◆ What to produce
Pull every line holding the word "pole" from the data below and copy it.

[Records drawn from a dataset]
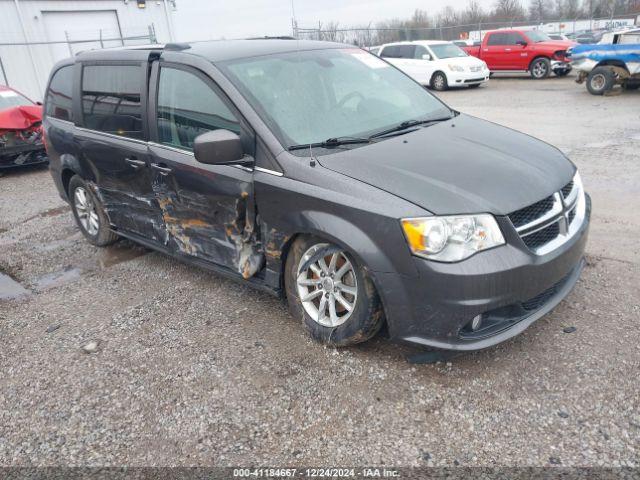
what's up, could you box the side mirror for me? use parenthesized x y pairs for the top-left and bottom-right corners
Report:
(193, 129), (250, 166)
(516, 40), (527, 46)
(36, 101), (43, 106)
(422, 54), (432, 60)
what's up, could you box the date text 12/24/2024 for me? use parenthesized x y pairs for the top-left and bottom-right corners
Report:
(233, 468), (401, 478)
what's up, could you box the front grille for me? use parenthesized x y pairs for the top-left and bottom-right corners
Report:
(508, 195), (555, 229)
(561, 181), (574, 199)
(521, 222), (560, 249)
(522, 273), (570, 311)
(568, 207), (576, 225)
(463, 77), (485, 83)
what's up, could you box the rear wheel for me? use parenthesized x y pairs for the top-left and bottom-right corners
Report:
(69, 175), (118, 247)
(285, 236), (384, 346)
(530, 57), (551, 79)
(430, 71), (448, 91)
(586, 67), (615, 95)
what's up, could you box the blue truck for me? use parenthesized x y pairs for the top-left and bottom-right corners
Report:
(569, 28), (640, 95)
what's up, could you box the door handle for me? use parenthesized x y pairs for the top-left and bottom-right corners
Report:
(505, 48), (512, 51)
(150, 163), (173, 176)
(125, 157), (146, 169)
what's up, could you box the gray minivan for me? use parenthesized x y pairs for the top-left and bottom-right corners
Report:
(43, 40), (590, 351)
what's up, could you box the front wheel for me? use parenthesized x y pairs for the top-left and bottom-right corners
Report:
(430, 72), (448, 91)
(285, 236), (384, 346)
(530, 58), (551, 79)
(586, 67), (615, 95)
(69, 175), (118, 246)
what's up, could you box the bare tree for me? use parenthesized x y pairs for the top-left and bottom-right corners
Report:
(493, 0), (527, 20)
(529, 0), (551, 20)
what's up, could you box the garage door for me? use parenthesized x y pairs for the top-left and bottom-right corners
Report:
(42, 10), (123, 61)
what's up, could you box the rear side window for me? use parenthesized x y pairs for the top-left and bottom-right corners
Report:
(156, 67), (240, 151)
(45, 66), (73, 121)
(487, 33), (506, 45)
(81, 65), (143, 139)
(397, 45), (416, 58)
(380, 45), (399, 58)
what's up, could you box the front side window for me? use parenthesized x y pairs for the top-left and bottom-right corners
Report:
(429, 43), (468, 59)
(156, 67), (240, 151)
(220, 48), (451, 152)
(505, 33), (526, 45)
(81, 65), (143, 139)
(45, 66), (73, 121)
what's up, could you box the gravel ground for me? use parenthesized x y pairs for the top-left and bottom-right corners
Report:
(0, 76), (639, 468)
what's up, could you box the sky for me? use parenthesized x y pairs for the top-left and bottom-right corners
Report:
(171, 0), (491, 41)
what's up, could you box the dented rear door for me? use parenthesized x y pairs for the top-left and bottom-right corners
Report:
(147, 62), (262, 277)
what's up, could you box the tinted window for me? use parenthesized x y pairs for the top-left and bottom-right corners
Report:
(397, 45), (416, 58)
(505, 33), (525, 44)
(82, 65), (143, 139)
(380, 45), (400, 58)
(487, 33), (507, 45)
(157, 67), (240, 151)
(413, 45), (429, 59)
(45, 66), (73, 121)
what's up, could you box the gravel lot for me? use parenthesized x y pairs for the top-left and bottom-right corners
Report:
(1, 76), (639, 468)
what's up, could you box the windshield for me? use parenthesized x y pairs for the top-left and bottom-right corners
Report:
(0, 89), (33, 110)
(220, 48), (451, 151)
(430, 43), (468, 59)
(525, 31), (552, 42)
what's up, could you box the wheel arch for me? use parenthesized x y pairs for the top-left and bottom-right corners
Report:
(430, 70), (447, 86)
(59, 153), (91, 200)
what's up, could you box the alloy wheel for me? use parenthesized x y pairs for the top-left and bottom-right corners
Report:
(74, 187), (99, 236)
(296, 243), (358, 328)
(533, 61), (548, 78)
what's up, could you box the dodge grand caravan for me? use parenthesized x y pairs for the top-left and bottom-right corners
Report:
(43, 40), (590, 351)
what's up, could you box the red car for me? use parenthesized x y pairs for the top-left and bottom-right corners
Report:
(0, 85), (47, 169)
(463, 30), (575, 79)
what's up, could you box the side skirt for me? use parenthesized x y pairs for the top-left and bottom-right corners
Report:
(113, 228), (282, 298)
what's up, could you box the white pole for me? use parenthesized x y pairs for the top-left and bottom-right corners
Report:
(162, 0), (176, 42)
(13, 0), (44, 97)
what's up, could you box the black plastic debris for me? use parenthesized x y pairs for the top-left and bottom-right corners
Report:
(563, 326), (577, 333)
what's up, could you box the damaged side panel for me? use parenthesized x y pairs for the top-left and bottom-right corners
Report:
(148, 144), (264, 279)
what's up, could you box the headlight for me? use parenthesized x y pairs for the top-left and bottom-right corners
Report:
(401, 214), (505, 262)
(448, 64), (464, 72)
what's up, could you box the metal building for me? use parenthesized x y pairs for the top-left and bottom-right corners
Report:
(0, 0), (176, 100)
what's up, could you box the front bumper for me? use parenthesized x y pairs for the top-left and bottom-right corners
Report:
(375, 194), (591, 351)
(448, 68), (490, 86)
(551, 60), (572, 73)
(0, 143), (48, 169)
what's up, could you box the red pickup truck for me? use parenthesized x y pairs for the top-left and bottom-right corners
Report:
(463, 30), (574, 79)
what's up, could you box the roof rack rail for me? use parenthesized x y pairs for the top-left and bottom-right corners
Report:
(164, 43), (191, 51)
(247, 36), (295, 40)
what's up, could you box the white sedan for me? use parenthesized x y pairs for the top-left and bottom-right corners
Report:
(377, 40), (490, 91)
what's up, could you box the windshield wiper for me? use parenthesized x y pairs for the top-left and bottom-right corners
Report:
(368, 116), (453, 139)
(287, 136), (372, 151)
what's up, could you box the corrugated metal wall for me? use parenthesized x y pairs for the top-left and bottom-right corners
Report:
(0, 0), (175, 100)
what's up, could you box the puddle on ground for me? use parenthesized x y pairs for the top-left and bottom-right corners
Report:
(97, 242), (148, 269)
(33, 267), (82, 292)
(0, 272), (31, 300)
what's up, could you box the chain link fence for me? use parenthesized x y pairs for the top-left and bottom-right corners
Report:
(294, 14), (638, 46)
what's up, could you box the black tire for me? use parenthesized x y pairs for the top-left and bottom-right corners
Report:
(285, 235), (384, 347)
(586, 67), (615, 95)
(430, 71), (448, 91)
(624, 82), (640, 91)
(530, 57), (551, 79)
(68, 175), (118, 247)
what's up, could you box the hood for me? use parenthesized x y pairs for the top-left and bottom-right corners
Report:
(317, 114), (575, 216)
(0, 105), (42, 131)
(441, 55), (486, 67)
(531, 40), (574, 51)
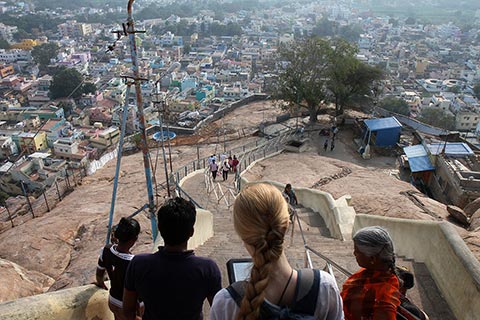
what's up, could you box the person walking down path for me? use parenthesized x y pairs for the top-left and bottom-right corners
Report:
(222, 161), (230, 181)
(330, 139), (335, 151)
(341, 226), (400, 320)
(96, 217), (141, 320)
(232, 155), (239, 173)
(324, 139), (329, 152)
(210, 159), (218, 181)
(123, 198), (222, 320)
(209, 183), (344, 320)
(208, 154), (217, 165)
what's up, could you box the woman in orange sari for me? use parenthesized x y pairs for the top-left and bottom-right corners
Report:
(341, 226), (400, 320)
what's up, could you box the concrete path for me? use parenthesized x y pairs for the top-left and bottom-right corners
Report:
(181, 171), (456, 320)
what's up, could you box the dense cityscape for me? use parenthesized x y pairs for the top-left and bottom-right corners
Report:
(0, 0), (480, 319)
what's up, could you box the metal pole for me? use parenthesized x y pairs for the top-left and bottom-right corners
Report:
(159, 112), (171, 198)
(21, 181), (34, 218)
(65, 169), (72, 190)
(106, 85), (132, 245)
(55, 180), (61, 201)
(127, 0), (158, 241)
(42, 189), (50, 212)
(166, 121), (173, 173)
(3, 199), (14, 228)
(71, 168), (77, 186)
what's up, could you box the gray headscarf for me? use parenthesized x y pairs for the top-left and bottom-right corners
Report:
(353, 226), (395, 264)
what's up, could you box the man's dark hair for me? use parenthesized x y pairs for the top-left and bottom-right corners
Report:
(157, 197), (196, 245)
(114, 217), (140, 243)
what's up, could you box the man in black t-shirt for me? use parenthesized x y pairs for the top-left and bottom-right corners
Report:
(123, 197), (222, 320)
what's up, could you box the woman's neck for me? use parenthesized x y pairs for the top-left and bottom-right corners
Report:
(264, 253), (297, 306)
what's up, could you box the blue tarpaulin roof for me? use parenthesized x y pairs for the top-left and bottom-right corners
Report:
(408, 156), (435, 172)
(364, 117), (402, 131)
(427, 143), (474, 157)
(404, 145), (428, 158)
(403, 145), (435, 172)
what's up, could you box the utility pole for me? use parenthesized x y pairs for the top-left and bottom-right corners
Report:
(127, 0), (158, 241)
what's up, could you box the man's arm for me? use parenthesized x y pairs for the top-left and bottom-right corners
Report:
(95, 267), (108, 290)
(123, 288), (139, 320)
(207, 294), (215, 306)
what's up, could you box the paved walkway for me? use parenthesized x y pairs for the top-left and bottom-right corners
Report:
(181, 170), (456, 320)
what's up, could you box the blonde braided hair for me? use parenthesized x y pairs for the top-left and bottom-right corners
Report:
(233, 183), (290, 320)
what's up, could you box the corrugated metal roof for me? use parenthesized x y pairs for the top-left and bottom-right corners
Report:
(408, 156), (435, 172)
(427, 143), (474, 157)
(404, 145), (428, 158)
(364, 117), (402, 131)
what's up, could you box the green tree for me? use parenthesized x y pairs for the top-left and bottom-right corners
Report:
(82, 82), (97, 95)
(0, 38), (10, 49)
(31, 42), (59, 68)
(326, 39), (383, 115)
(50, 68), (84, 99)
(273, 37), (332, 123)
(183, 43), (191, 54)
(418, 108), (455, 130)
(379, 97), (410, 116)
(12, 29), (30, 42)
(57, 100), (75, 118)
(473, 83), (480, 100)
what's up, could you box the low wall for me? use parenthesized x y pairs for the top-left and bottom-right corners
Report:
(171, 170), (215, 249)
(353, 214), (480, 320)
(0, 284), (112, 320)
(239, 176), (356, 241)
(153, 206), (214, 251)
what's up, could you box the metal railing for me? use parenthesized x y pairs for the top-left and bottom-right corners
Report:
(172, 128), (298, 205)
(291, 209), (422, 320)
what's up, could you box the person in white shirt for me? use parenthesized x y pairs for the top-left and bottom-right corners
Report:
(210, 183), (344, 320)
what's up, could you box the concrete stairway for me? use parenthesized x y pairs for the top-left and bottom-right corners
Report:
(181, 173), (455, 320)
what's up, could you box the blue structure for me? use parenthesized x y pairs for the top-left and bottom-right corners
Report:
(363, 117), (402, 147)
(153, 130), (176, 142)
(403, 145), (435, 173)
(426, 142), (474, 157)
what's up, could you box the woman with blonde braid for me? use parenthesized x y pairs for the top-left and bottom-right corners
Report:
(210, 183), (344, 320)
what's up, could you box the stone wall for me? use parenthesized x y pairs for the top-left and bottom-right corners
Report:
(239, 176), (356, 241)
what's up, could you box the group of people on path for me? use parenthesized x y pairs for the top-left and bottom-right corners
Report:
(96, 182), (426, 320)
(324, 125), (339, 152)
(208, 154), (239, 181)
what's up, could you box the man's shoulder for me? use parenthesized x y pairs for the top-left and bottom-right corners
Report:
(131, 252), (156, 263)
(190, 254), (218, 265)
(189, 255), (221, 272)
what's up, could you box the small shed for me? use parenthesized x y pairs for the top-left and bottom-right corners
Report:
(363, 117), (402, 147)
(403, 145), (435, 188)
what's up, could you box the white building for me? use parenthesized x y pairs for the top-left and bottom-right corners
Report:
(0, 135), (18, 160)
(0, 49), (32, 63)
(0, 23), (17, 42)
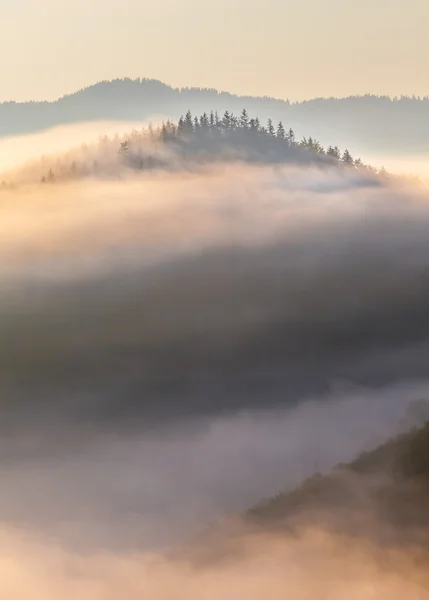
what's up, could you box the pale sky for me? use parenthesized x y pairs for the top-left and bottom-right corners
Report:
(1, 0), (428, 102)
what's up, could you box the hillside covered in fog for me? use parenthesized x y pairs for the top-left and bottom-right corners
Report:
(183, 416), (429, 579)
(2, 108), (385, 187)
(2, 78), (429, 155)
(248, 418), (429, 535)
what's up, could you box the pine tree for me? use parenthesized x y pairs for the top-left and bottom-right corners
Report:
(327, 145), (340, 160)
(184, 110), (194, 134)
(239, 109), (249, 129)
(177, 116), (185, 136)
(276, 121), (286, 140)
(200, 112), (209, 130)
(222, 111), (231, 130)
(160, 122), (168, 141)
(342, 149), (354, 166)
(267, 119), (275, 137)
(249, 118), (258, 132)
(148, 123), (155, 141)
(287, 128), (296, 144)
(313, 140), (324, 154)
(209, 111), (215, 129)
(169, 122), (177, 137)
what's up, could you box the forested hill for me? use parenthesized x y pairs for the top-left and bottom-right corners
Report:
(4, 109), (383, 186)
(246, 418), (429, 543)
(2, 78), (429, 155)
(183, 415), (429, 565)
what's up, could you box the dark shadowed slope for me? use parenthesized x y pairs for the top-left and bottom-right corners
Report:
(2, 78), (429, 155)
(181, 417), (429, 567)
(247, 419), (429, 544)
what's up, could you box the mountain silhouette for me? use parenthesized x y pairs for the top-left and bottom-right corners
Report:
(2, 78), (429, 155)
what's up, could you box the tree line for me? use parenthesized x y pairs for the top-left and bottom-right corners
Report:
(116, 108), (379, 174)
(1, 108), (389, 188)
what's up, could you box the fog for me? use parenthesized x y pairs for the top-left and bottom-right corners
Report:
(2, 164), (429, 426)
(0, 525), (428, 600)
(364, 153), (429, 182)
(0, 120), (167, 175)
(1, 136), (429, 595)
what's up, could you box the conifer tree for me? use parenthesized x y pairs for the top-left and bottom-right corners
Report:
(222, 111), (231, 130)
(327, 145), (340, 160)
(148, 123), (155, 141)
(177, 116), (185, 136)
(200, 112), (209, 130)
(239, 109), (249, 129)
(277, 121), (286, 140)
(249, 118), (258, 132)
(313, 140), (324, 154)
(342, 149), (354, 165)
(209, 111), (215, 129)
(160, 122), (168, 141)
(184, 110), (194, 134)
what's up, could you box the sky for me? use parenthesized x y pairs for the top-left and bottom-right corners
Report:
(1, 0), (429, 102)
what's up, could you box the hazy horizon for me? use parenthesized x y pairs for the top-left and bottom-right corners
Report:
(2, 0), (429, 103)
(3, 76), (429, 106)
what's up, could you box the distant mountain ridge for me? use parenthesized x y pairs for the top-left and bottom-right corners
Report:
(1, 78), (429, 155)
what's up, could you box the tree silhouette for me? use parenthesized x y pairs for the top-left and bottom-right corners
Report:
(222, 111), (231, 131)
(184, 110), (194, 134)
(277, 121), (286, 140)
(239, 109), (249, 129)
(342, 149), (354, 166)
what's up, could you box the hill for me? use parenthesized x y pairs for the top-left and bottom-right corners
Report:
(2, 78), (429, 155)
(247, 420), (429, 545)
(3, 108), (384, 187)
(181, 417), (429, 566)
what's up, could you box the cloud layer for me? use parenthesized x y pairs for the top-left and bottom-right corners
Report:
(1, 164), (428, 426)
(1, 157), (429, 600)
(0, 162), (429, 551)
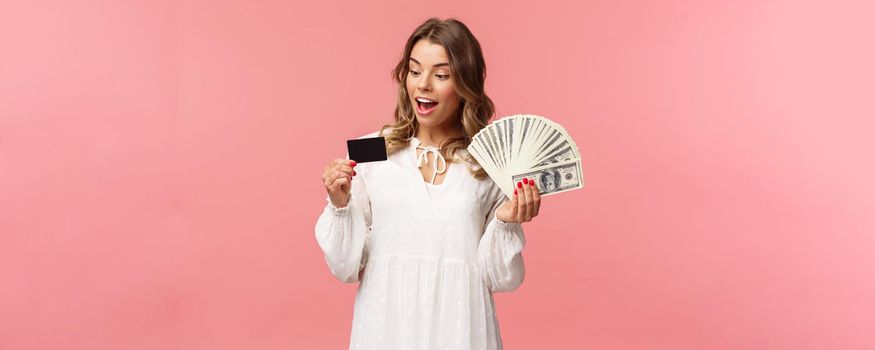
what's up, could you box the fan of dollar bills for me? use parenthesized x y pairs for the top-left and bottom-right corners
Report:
(467, 114), (584, 198)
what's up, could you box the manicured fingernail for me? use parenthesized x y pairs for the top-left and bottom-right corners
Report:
(529, 178), (535, 186)
(523, 178), (528, 185)
(514, 189), (518, 195)
(517, 182), (523, 188)
(352, 171), (356, 176)
(350, 161), (356, 167)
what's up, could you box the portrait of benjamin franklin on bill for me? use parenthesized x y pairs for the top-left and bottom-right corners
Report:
(540, 168), (561, 192)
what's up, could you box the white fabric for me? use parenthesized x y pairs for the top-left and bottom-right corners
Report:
(415, 144), (447, 184)
(315, 131), (526, 350)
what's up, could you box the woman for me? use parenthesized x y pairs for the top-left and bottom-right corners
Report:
(315, 17), (542, 350)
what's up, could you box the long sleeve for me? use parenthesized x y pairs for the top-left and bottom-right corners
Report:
(314, 164), (372, 283)
(476, 189), (526, 293)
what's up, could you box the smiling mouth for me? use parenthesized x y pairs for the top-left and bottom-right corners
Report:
(416, 98), (439, 114)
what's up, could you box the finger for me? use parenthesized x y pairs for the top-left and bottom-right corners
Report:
(331, 177), (351, 193)
(327, 170), (352, 189)
(530, 178), (541, 216)
(509, 188), (519, 221)
(331, 171), (352, 190)
(333, 159), (357, 168)
(321, 164), (334, 181)
(324, 159), (353, 181)
(324, 171), (337, 187)
(516, 181), (529, 222)
(332, 164), (355, 176)
(332, 158), (350, 166)
(524, 178), (536, 221)
(323, 170), (336, 187)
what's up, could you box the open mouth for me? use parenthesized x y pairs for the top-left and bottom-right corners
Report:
(416, 97), (439, 115)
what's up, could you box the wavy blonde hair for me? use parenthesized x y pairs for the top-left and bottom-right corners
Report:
(379, 17), (495, 179)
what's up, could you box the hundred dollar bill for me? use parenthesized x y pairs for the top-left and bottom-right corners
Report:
(511, 159), (584, 196)
(533, 142), (579, 168)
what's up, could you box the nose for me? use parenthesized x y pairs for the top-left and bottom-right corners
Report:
(417, 73), (432, 92)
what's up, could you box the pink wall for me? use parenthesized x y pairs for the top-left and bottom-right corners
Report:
(2, 0), (874, 349)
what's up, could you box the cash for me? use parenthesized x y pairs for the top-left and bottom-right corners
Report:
(467, 114), (584, 198)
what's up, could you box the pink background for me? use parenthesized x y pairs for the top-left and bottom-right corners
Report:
(2, 0), (874, 349)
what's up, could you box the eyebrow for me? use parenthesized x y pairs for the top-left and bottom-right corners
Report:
(409, 58), (449, 68)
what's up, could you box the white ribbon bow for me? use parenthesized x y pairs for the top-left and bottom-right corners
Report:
(416, 145), (447, 184)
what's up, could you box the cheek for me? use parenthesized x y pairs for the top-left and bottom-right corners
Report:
(437, 85), (459, 106)
(405, 76), (415, 92)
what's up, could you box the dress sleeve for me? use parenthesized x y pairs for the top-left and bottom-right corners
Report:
(476, 186), (526, 293)
(314, 162), (372, 283)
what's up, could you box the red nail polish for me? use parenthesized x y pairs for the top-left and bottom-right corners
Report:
(523, 178), (528, 185)
(350, 161), (356, 167)
(517, 182), (523, 188)
(352, 171), (356, 176)
(514, 189), (518, 195)
(529, 178), (535, 186)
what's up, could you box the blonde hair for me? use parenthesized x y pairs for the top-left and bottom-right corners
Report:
(379, 17), (495, 179)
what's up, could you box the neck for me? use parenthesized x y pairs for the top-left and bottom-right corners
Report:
(415, 123), (462, 148)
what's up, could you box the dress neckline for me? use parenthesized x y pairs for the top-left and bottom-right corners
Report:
(410, 136), (452, 183)
(408, 138), (456, 200)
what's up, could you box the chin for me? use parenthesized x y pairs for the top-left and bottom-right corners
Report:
(415, 115), (442, 126)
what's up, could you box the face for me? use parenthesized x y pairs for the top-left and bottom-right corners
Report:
(406, 40), (462, 129)
(544, 173), (557, 189)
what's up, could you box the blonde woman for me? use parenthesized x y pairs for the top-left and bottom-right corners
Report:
(316, 17), (542, 350)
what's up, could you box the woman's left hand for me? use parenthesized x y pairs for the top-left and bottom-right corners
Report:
(495, 178), (541, 223)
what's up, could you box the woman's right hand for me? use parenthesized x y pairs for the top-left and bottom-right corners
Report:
(322, 159), (357, 208)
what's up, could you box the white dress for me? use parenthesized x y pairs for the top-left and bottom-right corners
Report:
(315, 132), (527, 350)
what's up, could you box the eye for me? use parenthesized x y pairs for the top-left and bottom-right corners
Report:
(409, 69), (420, 77)
(436, 74), (449, 80)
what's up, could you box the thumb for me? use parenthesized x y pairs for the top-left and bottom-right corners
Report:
(508, 191), (519, 218)
(342, 177), (352, 193)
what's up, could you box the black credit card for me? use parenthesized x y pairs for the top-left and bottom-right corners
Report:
(347, 137), (387, 163)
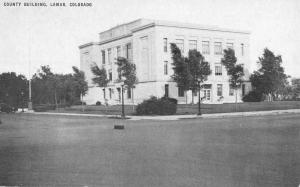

◆ Solution to the problem
what's up, could you box the white pole for me? use parenthesized x y pairs for the top-left and bottom-right corners
what's up, could you box the metal pole for me? use parenthesized x y pairs for the top-left and bottom-right corners
what's up, could you box the utility pole for me? use parenthesized x y pairs for the top-left and bottom-right corners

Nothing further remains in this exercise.